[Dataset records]
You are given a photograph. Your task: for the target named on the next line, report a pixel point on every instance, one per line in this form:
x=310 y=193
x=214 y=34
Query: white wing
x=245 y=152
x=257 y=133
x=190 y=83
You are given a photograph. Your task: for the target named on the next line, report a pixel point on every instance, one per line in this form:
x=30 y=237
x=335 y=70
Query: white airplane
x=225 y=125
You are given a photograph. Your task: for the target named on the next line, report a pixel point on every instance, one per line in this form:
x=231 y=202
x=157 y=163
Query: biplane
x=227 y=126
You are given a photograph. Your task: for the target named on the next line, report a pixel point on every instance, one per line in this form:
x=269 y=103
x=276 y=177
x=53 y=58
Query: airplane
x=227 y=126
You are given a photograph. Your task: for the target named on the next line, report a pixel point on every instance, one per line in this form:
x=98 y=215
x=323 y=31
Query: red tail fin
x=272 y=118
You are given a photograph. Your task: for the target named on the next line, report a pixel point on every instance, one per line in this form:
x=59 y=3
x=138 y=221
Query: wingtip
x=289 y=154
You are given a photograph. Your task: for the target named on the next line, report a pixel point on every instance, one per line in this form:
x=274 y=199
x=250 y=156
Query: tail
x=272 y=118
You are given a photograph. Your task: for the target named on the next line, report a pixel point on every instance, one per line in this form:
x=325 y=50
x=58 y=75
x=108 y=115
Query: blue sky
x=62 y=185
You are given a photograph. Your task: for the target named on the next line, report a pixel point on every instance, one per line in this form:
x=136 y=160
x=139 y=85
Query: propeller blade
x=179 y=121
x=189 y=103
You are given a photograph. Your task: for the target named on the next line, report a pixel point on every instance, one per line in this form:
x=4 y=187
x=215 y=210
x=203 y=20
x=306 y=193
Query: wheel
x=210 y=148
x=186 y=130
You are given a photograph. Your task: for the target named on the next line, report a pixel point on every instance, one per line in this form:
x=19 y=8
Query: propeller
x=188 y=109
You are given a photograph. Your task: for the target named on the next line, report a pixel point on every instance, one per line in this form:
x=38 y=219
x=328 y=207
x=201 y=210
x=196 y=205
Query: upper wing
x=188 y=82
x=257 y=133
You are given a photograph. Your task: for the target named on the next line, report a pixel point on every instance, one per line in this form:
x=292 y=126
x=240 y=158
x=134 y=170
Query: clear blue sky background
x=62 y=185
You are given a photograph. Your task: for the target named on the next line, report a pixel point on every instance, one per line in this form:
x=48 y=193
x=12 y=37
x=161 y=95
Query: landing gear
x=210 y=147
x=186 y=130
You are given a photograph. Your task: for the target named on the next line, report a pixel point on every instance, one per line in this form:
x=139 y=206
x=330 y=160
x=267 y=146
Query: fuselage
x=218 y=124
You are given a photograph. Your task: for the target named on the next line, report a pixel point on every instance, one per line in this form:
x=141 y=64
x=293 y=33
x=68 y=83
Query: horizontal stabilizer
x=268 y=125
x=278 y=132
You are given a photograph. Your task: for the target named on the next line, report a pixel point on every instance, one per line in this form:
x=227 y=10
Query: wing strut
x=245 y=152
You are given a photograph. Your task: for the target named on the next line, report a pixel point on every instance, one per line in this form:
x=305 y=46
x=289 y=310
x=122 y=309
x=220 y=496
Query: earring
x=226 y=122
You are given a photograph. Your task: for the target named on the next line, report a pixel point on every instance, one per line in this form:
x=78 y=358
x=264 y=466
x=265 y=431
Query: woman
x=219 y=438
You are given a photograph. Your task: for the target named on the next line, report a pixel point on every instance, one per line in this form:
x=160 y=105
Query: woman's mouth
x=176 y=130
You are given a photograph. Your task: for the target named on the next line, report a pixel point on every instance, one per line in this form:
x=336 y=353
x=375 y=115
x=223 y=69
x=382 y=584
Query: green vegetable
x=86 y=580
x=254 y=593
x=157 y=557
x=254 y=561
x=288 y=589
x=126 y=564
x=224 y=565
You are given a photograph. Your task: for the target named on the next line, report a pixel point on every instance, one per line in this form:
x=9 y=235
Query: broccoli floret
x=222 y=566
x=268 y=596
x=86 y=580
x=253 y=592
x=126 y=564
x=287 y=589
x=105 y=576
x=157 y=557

* GIVEN PROBLEM:
Rewrite all of the material above, replacing every "pixel point" with "coordinate point" and leaving everything else the same.

* COMPLETED TASK:
You are given a photograph. Your task: for the target named on the next line, report a coordinate point on every instance, one per line in this form:
x=310 y=193
x=214 y=34
Query: white wing
x=245 y=152
x=257 y=133
x=190 y=83
You are given a photograph. Your task: for the target named on the next line, report a coordinate point on every instance, one per line in this form:
x=30 y=237
x=335 y=70
Query: white airplane
x=225 y=125
You are given a photograph. Your task: for the target named on the next line, report a coordinate point on every instance, one per line in this form:
x=231 y=202
x=157 y=163
Query: biplane
x=227 y=126
You are given a photograph. Your task: for the target named on the next line, report a coordinate point on every instance, one per line in this form:
x=269 y=103
x=276 y=177
x=53 y=58
Query: airplane
x=227 y=126
You are given a photograph. Your task: for the target named on the next line, report a coordinate point on every instance, one per line in this form:
x=98 y=215
x=323 y=31
Query: red tail fin
x=272 y=118
You are given a photograph. Your task: for the target named on the next line, report a coordinate point on every instance, one per line in this form:
x=59 y=3
x=138 y=221
Query: wingtip
x=289 y=154
You are given a photograph. Your task: for the target named on the next line, report a coordinate point on every instance, one per line in this form:
x=274 y=199
x=250 y=156
Query: tail
x=272 y=118
You are given a photograph. Your task: for the target named on the next line, report a coordinate point on every instance, one per line in this form:
x=325 y=50
x=58 y=75
x=108 y=115
Query: blue sky
x=62 y=185
You are given a photograph. Your task: for the target named on the next line, report a coordinate point on every instance, one per line in this form:
x=136 y=160
x=139 y=85
Query: propeller blade
x=179 y=121
x=189 y=103
You are given a photograph. Your task: for the target named on the next line, report a coordinate point on every instance, one per line in this form:
x=4 y=187
x=215 y=210
x=203 y=20
x=306 y=193
Query: wheel
x=210 y=148
x=186 y=130
You are given a photograph. Your task: for the target named on the next line, report a coordinate point on every instance, one per line in this form:
x=19 y=8
Query: propeller
x=188 y=109
You are given a photograph. Your task: for the target named on the next line, report a coordinate point on every instance, one per line in this form:
x=38 y=219
x=328 y=207
x=201 y=210
x=196 y=205
Query: upper wing
x=188 y=82
x=257 y=133
You are given a photograph. Your task: for the target named on the next line, report a coordinate point on every instance, one per line in this form:
x=292 y=126
x=240 y=158
x=134 y=170
Query: clear blue sky background
x=62 y=185
You are given a photograph. Your task: for the target named on the next line, report a coordinate point on every instance, one per line in this form:
x=48 y=193
x=12 y=37
x=161 y=95
Query: landing gear
x=210 y=147
x=186 y=130
You are given a photograph. Your task: for the target named on the next line, report a coordinate point on every instance, one per line in this form:
x=139 y=206
x=330 y=160
x=267 y=146
Query: fuselage
x=218 y=124
You are given a photograph. Your task: for the target named on the next line, report a coordinate point on every instance, one per line in this form:
x=141 y=64
x=293 y=33
x=68 y=83
Query: horizontal stabilizer
x=268 y=125
x=278 y=132
You are given a photograph. Your task: for the target named on the next line, report a coordinate point on every instance, one per line in this form:
x=227 y=10
Query: wing strut
x=245 y=152
You are given a photograph. Your task: for the target named on the next line, report a coordinate point on every instance, one per line in this form:
x=305 y=46
x=289 y=310
x=122 y=309
x=220 y=496
Query: earring
x=226 y=122
You are given a photograph. Your task: for the target named on the next line, report a coordinate point on every instance, one per line in this form:
x=78 y=358
x=264 y=466
x=265 y=431
Query: woman
x=219 y=438
You are given a photograph. Your task: for the target named on the next line, report a coordinate point on every instance, one per line in this form:
x=160 y=105
Query: woman's mouth
x=176 y=130
You are given a photograph. Your task: for the target named on the next line, report a coordinate point on every instance, one per line in this form:
x=336 y=353
x=375 y=115
x=223 y=69
x=382 y=584
Query: green vegetable
x=86 y=580
x=254 y=593
x=157 y=557
x=254 y=561
x=288 y=589
x=126 y=564
x=224 y=565
You are given a photograph. Your task: for the target named on the next line, report a coordinate point on every instance, one per line in this form:
x=9 y=235
Query: broccoli floret
x=222 y=566
x=268 y=596
x=86 y=580
x=253 y=592
x=126 y=564
x=287 y=589
x=105 y=576
x=157 y=557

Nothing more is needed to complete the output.